==== Excerpt to read ====

Looking Back Through Baylor History

Jan. 11, 2002

Editor's Note: Articles such as this one by Dave Campbell appear in each edition of the Baylor Bear Insider Report, available upon membership in the Baylor Bear Foundation. For information on joining the Bear Foundation, click here.

Back last summer, Michael Butler and the good people at "Inside Baylor Sports" came up with a fascinating assignment. They asked several longtime observers of the Baylor sports scene to provide them a list of the 10 greatest moments in Baylor sports history. Then they compiled those lists, came up with a consensus and turned it into an hour-long show certain to rekindle memories and wake up the echoes.

Probably it was no surprise to find that of the 30 different "moments" nominated by the voting panel, Baylor's "miracle" football season of 1974 led all the rest. And in that season, of course, the comeback victory over Texas reigned supreme.

It's difficult to argue with that choice -- although I did.

My No. 1 choice was that 11-day period in 1948 when Baylor basketball became a favorite topic in sports conversations from sea to shining sea. More about that in a moment.

The remainder of my Top 10 vote went like this:

2. Jan. 1, 1975: Halftime of Baylor versus Penn State in the Cotton Bowl.
3. Jan. 1, 1957: Baylor defeating No. 2-ranked Tennessee in the Sugar Bowl.
4. Nov. 9, 1974: Baylor's 34-24 victory over Texas in the game that has become popularly known as "the miracle on the Brazos."
5. Feb. 12, 2001: Baylor's basketball victory over No. 6-ranked Kansas at the Ferrell Center.
6. Michael Johnson's double victory (in the 400-meter and 200-meter competition) in the 1996 Olympic Games in Atlanta.
7. Nov. 8, 1941: Baylor's 7-7 tie against No. 1-ranked Texas at Waco's old Muny Stadium.
8. Jan. 1, 1981: The Cotton Bowl and Baylor's 1980 football championship season.
9. Feb. 10, 1990: Baylor's basketball victory over unbeaten and No. 3-ranked Arkansas at the Ferrell Center.
10. May of 1960: Baylor's first Southwest Conference track and field championship, won at Fort Worth's Farrington Field.

THOSE WERE MY Top 10. Obviously, there are some interesting and even worthy omissions.

Example: Knowing the average Baylor fan's feelings about both Texas and Texas A&M, he or she will have to wonder about the sanity of any voter who would turn his back on Baylor's 50-7 victory over Texas in Austin in 1989 or the Bears' 46-7 victory over the Aggies at Kyle Field in 1980. Baylor hasn't played -- and won -- many games that were more down-to-the-last-minute exciting than the Bears' 32-28 win over SMU in 1980. And who among us could forget that famous "worm game" ? Grant Teaff telling his "worm story," going through the motions of swallowing a worm to climax the tale, and then sending his 27-point underdogs out to upset the bowl-bound Longhorns, 38-14 -- at the time, Baylor's most lopsided victory in history over UT.

==== Recorded information ====

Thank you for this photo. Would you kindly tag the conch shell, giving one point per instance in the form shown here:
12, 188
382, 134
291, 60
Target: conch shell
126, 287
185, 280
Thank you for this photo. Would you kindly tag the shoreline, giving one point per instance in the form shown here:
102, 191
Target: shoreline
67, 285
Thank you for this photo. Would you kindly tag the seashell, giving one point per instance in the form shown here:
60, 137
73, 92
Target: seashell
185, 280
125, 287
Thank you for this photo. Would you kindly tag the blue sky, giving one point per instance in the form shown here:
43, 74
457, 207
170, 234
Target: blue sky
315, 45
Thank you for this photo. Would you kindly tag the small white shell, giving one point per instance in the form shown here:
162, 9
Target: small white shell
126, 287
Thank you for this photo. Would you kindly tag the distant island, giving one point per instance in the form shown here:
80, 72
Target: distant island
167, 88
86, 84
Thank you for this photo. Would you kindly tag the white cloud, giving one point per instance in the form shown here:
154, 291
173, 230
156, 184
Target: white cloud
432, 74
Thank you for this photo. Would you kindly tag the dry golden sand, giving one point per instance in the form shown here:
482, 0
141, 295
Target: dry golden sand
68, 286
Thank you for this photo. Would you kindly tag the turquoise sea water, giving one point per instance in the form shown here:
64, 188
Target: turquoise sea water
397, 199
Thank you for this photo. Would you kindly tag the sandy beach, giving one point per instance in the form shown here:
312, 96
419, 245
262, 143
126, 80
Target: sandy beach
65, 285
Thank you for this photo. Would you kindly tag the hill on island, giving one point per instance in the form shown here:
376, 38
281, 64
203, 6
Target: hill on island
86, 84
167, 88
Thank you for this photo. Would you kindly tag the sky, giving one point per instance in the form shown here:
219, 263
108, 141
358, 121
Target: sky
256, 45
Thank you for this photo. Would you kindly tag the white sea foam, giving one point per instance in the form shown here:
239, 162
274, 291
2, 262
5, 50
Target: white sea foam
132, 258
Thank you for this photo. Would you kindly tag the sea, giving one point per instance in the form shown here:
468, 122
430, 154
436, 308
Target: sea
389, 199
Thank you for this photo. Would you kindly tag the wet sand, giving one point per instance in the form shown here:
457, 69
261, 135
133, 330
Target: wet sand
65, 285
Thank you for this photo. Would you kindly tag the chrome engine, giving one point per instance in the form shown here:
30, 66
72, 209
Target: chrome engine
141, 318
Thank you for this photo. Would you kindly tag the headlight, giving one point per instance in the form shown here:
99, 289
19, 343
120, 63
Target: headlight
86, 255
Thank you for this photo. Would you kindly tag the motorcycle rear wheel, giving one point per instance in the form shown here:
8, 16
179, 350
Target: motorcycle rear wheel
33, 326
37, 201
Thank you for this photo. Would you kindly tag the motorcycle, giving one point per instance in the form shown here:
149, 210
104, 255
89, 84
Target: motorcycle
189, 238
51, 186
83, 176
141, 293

====

### Task
Extend the column on great moments in Baylor sports history, starting right after its last sentence.

### Output for this task
Those are just a few of the great moments in football that come quickly to mind.

And there have been compelling victories on other, non-football fronts -- example: a 69-58 basketball victory at the Heart O' Texas Coliseum over an Abe Lemons-coached Texas team that was unbeaten after 14 games and ranked No. 5 nationally. And there also was that unbelievable victory over a Phillips 66 team in 1949 at the Marrs-McLean gym, and that was less than a year after Phillips had proved itself to be best in the nation in the U.S. Olympic Basketball Trials. Also, super basketball victories (upsets) over a New Mexico State team in 1969 that went on to the Final Four, and over Arkansas in Fayetteville in 1979 and over the Hogs in overtime in Waco in 1982, and over SMU in Waco in 1985. Those were victories over teams ranked in the Top 10 in the nation.

Great victories, great memories.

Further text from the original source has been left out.